[HOW TO COMPLETE THIS TASK]: Continue the article about Marymound, starting after its final sentence.

[PASSAGE SHOWN]:

◇ ◇ ◇ ◇

Hey there, time traveller!
This article was published 29/1/2013 (1308 days ago), so information in it may no longer be current.
After a tour of the facilities at Marymound, fund development manager Mardy Yager hands a visitor a "Thank you" card that sits on a corner of his desk in his cramped main floor office.
The card was given to Yager by a young woman named Michelle, a former client at the facility, which is located in a historic building at 442 Scotia St.
"Thank you for never giving up on me, and all the chances you gave me to get myself back together and back up on my feet," reads the card’s handwritten inscription.
"I now have hope for myself that I will make it out there in the world."
Michelle is another one of Marymound’s success stories.
Marymound’s primary mission is with children, youth and families who need support as they face the challenges of growing, learning and parenting, says Yager.
"Through culturally diverse care in safe living environments, individual relationships, academic preparation, therapeutic intervention and advocacy, Marymound supports Manitoba children and their families to reach their fullest potential and independence," notes the organization’s mission statement.
It all began back in April 1911 when five Sisters of the Good Shepherd come from Montreal to Winnipeg at request of Judge Daly of the Juvenile Court, according to Marymound’s official history.
The sisters initally settled at 373 William Ave. and began to work with women and girls.
A few months later, needing larger quarters, they moved to the old Leacock Estate at the current site in West Kildonan.
In 1950, a school program recognized by the Department of Education was organized. The academic program, along with a rehabilitation program for girls sent to facility from the law courts, became known as Marymound School.
"We have a culture, based upon the sisters’ values, that believes supporting children in care means ensuring they are given access to all the opportunities available to children in our society, from schooling to extracurricular activities," Yager says.

◇ ◇ ◇ ◇

[DATA EXTRACT]:
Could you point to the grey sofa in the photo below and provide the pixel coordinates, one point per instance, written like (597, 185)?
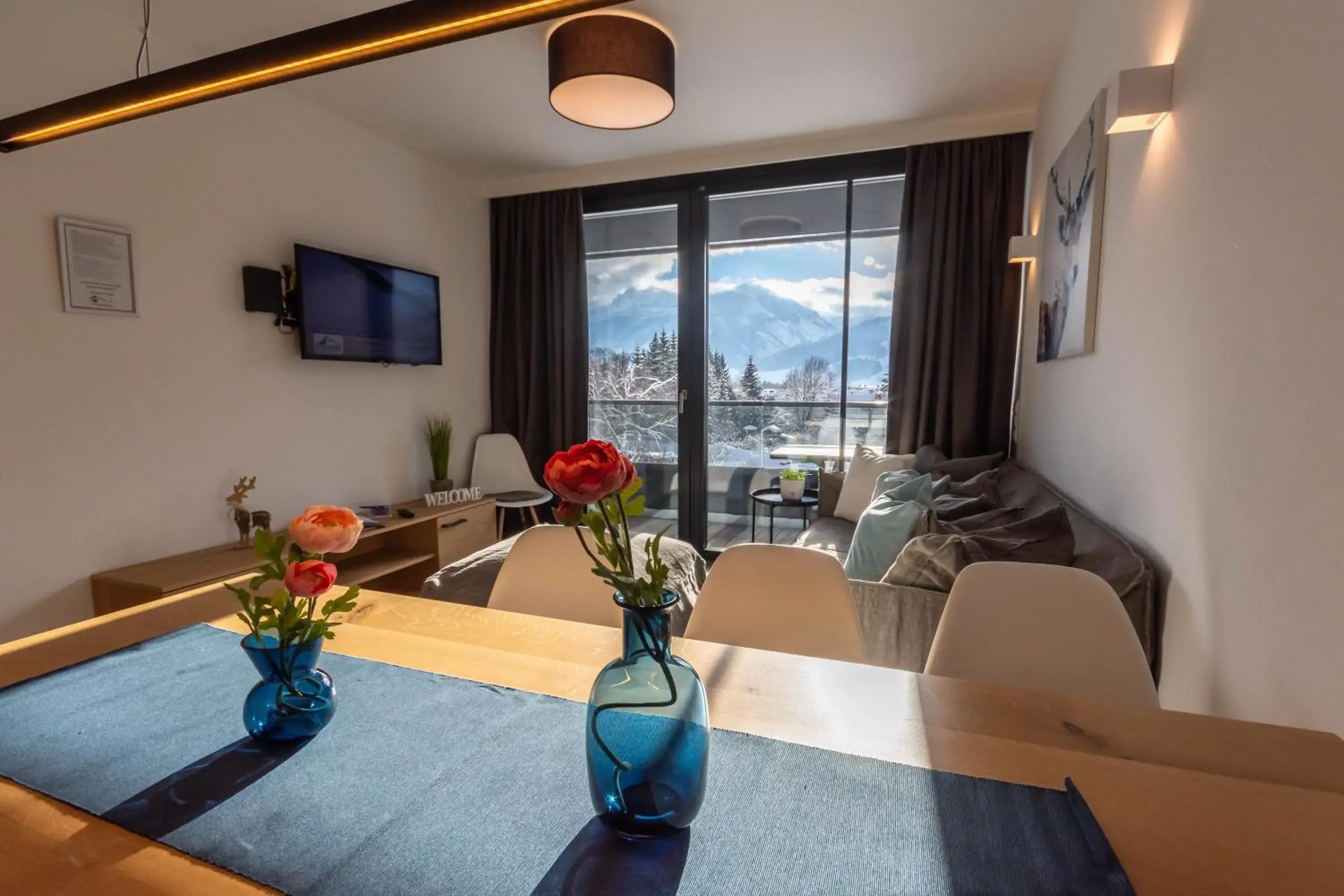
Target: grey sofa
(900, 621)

◇ ◇ ◇ ◇

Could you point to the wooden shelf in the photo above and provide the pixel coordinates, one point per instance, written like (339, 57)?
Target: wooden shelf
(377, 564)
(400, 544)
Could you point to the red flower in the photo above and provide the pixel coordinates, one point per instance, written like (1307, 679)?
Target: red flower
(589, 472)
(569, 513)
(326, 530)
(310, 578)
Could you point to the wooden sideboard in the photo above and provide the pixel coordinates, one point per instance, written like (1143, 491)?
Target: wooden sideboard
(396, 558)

◇ ◇ ◇ ◇

[RESPONSE TO THE TASK]:
"When the child welfare system does not provide these opportunities we will provide them ourselves."
He emphasizes that Marymound’s managed care program aims to meet the physical, emotional, spiritual, and social needs of young people.
"A number of living arrangements fall within Marymound’s continuum of care — group homes, secure units, foster care and independent living," explains Yager, who points out that the managed care program provides 24-hour care to approximately 300 young people at risk in the community each year.
Marymound has also two secure living units on its premises in Winnipeg, each providing a home-like, nurturing environment for up to eight girls.
"A young person who behaves in a manner that puts herself at risk can benefit from the structured program, with an emphasis on promoting healthy, age-appropriate activities and interaction," Yager emphasizes.
He adds that the setting of each unit is modern, well-equipped and homey, yet still provides a therapeutic milieu that includes counselling, support and psychiatric consultation.
"Our staff provides extensive evening recreation programming, including community activities as treatment progresses — and all young people residing in Marymound secure units attend Marymound School," Yager says.